**Source text:**
Twitter’s advertising efforts worked well in Q4 2015, but the company is having trouble retaining users — much less enticing new ones.
Twitter announced its Q4 2015 results Wednesday, showing that not counting SMS Fast Followers, monthly active users (MAUs) declined from 307 million in Q3 to 305 million in Q4. Year-over-year, this is only a 6 percent increase.
However, Twitter’s shareholders letter is quick to point out that they’ve seen January monthly active user levels rise back to Q3 levels. Impressively, mobile MAUs represented about 80 percent of total MAUs.
As of the end of January, we’ve seen MAUs return to Q3 levels. Confident in continued growth with disciplined execution. #TWTR
— TwitterIR (@TwitterIR) February 10, 2016
Advertisers have been much happier with Twitter’s progression. The company reported a Q4 revenue of $710 million — a year-over-year increase of 48 percent. Overall in 2015, Twitter’s revenues exceeded $2.2 billion. Ad engagement is up 153 percent, showing that users are reacting well to ads — no small feat.

**What is asked:**
1) Answer these from the Twitter earnings text:
(a) How many monthly active users, not counting SMS Fast Followers, did Twitter report for Q4 2015?
(b) About what share of total monthly active users came from mobile?
(c) What revenue did Twitter report for Q4?
2) Could you take the Twitter earnings text further, beginning right after its final sentence?
The lines that follow have no connection to the Twitter earnings text.

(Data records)

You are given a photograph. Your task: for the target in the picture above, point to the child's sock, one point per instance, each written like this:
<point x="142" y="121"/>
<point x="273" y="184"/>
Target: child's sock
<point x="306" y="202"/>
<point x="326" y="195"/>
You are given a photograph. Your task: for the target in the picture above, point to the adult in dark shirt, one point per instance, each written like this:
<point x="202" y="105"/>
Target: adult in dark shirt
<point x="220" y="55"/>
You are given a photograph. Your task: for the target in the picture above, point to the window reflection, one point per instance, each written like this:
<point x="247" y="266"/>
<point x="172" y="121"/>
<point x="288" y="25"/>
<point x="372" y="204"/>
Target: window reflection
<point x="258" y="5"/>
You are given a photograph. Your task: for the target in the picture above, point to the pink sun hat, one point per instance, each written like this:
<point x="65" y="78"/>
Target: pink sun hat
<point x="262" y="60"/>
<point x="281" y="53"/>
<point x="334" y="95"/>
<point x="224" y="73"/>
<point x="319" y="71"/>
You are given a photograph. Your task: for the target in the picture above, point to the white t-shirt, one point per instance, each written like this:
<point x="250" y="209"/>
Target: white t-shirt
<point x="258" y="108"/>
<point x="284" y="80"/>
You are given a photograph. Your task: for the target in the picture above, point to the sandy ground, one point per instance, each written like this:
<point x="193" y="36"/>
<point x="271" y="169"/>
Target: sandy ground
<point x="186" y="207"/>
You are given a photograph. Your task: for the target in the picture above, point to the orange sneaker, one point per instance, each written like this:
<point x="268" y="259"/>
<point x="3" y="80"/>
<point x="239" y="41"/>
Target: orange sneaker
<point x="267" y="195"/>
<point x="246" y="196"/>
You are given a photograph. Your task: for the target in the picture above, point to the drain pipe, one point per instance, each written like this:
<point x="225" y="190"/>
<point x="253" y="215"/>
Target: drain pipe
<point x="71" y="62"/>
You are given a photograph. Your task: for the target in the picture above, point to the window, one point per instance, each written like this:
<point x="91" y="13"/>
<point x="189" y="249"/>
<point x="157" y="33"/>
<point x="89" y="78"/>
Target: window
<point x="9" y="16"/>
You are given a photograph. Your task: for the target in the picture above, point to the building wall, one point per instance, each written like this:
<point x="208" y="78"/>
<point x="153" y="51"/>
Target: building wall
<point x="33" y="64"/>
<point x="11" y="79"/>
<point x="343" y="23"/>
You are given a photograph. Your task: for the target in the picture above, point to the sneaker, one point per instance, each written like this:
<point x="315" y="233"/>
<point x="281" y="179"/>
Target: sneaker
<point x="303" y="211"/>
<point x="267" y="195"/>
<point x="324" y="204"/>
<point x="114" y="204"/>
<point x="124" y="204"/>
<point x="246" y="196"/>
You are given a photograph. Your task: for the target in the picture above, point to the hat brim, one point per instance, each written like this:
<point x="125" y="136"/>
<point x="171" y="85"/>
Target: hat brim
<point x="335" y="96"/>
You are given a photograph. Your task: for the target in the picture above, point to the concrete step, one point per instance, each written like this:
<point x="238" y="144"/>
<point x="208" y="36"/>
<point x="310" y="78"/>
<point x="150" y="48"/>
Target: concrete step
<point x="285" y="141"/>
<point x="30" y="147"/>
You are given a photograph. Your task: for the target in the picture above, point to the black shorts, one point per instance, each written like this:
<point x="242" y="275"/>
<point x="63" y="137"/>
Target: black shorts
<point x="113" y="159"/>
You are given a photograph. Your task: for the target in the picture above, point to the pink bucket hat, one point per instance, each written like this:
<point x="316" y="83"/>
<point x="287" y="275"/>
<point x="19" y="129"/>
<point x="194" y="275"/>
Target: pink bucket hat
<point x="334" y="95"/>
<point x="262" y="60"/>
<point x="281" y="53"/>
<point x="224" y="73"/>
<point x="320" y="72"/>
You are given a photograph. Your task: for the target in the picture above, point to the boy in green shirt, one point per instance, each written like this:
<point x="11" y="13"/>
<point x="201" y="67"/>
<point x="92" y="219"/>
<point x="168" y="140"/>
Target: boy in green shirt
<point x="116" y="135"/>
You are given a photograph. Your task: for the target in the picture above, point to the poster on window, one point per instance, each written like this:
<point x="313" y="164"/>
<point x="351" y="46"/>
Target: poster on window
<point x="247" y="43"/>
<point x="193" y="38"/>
* * *
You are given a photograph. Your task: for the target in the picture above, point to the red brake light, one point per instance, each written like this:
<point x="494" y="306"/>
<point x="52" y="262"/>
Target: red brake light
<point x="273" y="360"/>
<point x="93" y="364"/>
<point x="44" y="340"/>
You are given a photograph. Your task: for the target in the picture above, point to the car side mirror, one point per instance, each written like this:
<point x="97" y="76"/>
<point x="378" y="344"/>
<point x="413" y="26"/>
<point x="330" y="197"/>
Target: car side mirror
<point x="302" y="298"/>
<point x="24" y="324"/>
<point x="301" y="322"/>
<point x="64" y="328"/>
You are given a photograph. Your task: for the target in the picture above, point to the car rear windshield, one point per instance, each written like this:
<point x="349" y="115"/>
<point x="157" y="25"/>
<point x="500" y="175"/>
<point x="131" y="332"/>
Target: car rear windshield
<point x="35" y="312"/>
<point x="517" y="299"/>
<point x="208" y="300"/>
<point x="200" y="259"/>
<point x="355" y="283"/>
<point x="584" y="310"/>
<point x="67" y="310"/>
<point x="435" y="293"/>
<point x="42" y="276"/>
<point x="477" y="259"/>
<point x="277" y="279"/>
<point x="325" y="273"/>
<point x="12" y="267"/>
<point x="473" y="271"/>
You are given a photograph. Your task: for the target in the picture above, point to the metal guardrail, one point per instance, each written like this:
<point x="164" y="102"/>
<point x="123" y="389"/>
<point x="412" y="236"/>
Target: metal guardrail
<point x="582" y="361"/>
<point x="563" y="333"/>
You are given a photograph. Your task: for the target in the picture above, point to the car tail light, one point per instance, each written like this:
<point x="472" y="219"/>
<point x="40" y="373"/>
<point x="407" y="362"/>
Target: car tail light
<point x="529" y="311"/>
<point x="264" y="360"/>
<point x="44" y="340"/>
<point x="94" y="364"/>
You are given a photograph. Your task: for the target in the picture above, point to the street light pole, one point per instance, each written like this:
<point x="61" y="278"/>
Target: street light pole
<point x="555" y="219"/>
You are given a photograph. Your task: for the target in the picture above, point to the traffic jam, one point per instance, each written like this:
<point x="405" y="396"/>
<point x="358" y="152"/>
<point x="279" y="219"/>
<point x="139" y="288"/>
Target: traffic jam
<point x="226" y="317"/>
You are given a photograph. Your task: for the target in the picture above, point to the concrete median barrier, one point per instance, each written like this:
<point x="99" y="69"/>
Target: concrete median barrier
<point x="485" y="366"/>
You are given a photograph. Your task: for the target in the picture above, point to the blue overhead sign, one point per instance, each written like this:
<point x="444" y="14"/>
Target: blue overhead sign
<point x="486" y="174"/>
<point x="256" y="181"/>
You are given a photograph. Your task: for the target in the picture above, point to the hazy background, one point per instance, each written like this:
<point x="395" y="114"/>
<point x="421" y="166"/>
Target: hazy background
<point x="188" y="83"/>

**Outputs for the tasks:**
1)
(a) 305 million
(b) About 80 percent
(c) $710 million

2)
Another huge announcement for Twitter: the company now has more than 130,000 active advertisers, a 90 percent year-over-year jump. In its shareholder letter, Twitter talked about the growth among its small business sector:
We expect that SMB growth will continue as we improve our product, making it faster and easier to run campaigns and improve our direct response tools. We are also very pleased by the growth in active users of our Tweet Analytics dashboard, where people can measure the performance of their organic Tweets and can choose to amplify that performance with our SMB ads product. In Q4, our Tweet Analytics dashboard had over 25 million active users, up 3x compared to Q3, creating a large and fast-growing pool of potential marketers to convert into SMB advertisers.
Still, arguably the most pressing problem facing Twitter is the stagnant user growth. In Q4, Twitter reported a total audience (taking into account MAUs and logged-out users) of 800 million. That means roughly 480 million people view Twitter content without logging in.
Through a sample experience on a log-out screen and an algorithmic Timeline setup, Twitter is bending over backwards to cater to users who are confused by the service.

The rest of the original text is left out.